Pointing dataset records
┏━━

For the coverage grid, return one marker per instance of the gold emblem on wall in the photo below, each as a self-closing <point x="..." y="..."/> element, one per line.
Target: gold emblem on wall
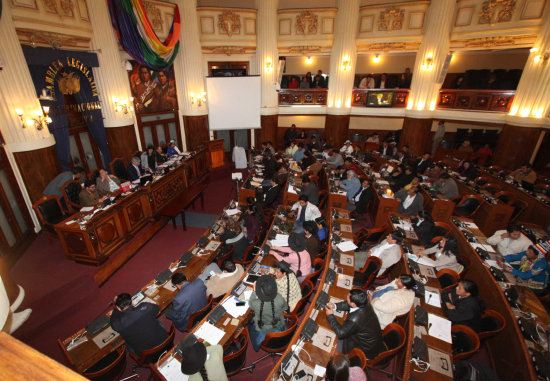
<point x="489" y="8"/>
<point x="391" y="19"/>
<point x="69" y="83"/>
<point x="229" y="23"/>
<point x="306" y="23"/>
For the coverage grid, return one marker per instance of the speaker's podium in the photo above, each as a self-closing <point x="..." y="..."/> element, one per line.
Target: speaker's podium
<point x="216" y="150"/>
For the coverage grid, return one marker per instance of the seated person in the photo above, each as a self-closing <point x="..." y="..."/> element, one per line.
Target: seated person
<point x="190" y="298"/>
<point x="304" y="211"/>
<point x="532" y="268"/>
<point x="524" y="173"/>
<point x="388" y="251"/>
<point x="361" y="328"/>
<point x="339" y="368"/>
<point x="220" y="283"/>
<point x="393" y="299"/>
<point x="423" y="226"/>
<point x="172" y="150"/>
<point x="231" y="233"/>
<point x="295" y="255"/>
<point x="287" y="285"/>
<point x="89" y="196"/>
<point x="135" y="170"/>
<point x="446" y="186"/>
<point x="138" y="326"/>
<point x="445" y="253"/>
<point x="106" y="183"/>
<point x="351" y="184"/>
<point x="361" y="199"/>
<point x="267" y="318"/>
<point x="510" y="241"/>
<point x="462" y="305"/>
<point x="313" y="244"/>
<point x="310" y="190"/>
<point x="347" y="148"/>
<point x="203" y="363"/>
<point x="410" y="201"/>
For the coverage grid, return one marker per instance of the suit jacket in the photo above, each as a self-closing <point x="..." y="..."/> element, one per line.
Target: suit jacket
<point x="133" y="174"/>
<point x="413" y="209"/>
<point x="190" y="299"/>
<point x="219" y="285"/>
<point x="139" y="327"/>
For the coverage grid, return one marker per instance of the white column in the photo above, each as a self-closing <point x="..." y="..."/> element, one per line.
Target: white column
<point x="267" y="55"/>
<point x="188" y="67"/>
<point x="430" y="58"/>
<point x="343" y="58"/>
<point x="531" y="104"/>
<point x="111" y="76"/>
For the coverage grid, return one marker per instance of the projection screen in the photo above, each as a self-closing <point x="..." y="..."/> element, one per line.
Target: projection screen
<point x="233" y="102"/>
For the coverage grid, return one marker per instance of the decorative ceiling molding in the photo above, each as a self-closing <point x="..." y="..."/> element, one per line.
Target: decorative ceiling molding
<point x="506" y="9"/>
<point x="306" y="23"/>
<point x="391" y="19"/>
<point x="229" y="23"/>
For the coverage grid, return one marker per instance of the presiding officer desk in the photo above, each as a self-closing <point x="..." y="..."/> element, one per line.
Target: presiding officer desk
<point x="91" y="237"/>
<point x="83" y="350"/>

┗━━

STATED PROBLEM. Starting at the line containing "of the decorative" and ending with the last line of the records, write those lines out again with "ceiling molding" substituted by "ceiling trim", leaving everything else unchanged.

THE OUTPUT.
For the coverage grid, return one marker per instance of the decorative ceiling trim in the photo above, each as a self-closing <point x="..." y="..."/> element, one per line.
Target: decorative ceiling trim
<point x="506" y="9"/>
<point x="306" y="23"/>
<point x="391" y="19"/>
<point x="229" y="23"/>
For the coverage grid, return one marker per instance of the presiding officer desk in the photo above, each as a self-closing <point x="..." y="..."/> element, one per line.
Target: presiding officer desk
<point x="91" y="237"/>
<point x="83" y="350"/>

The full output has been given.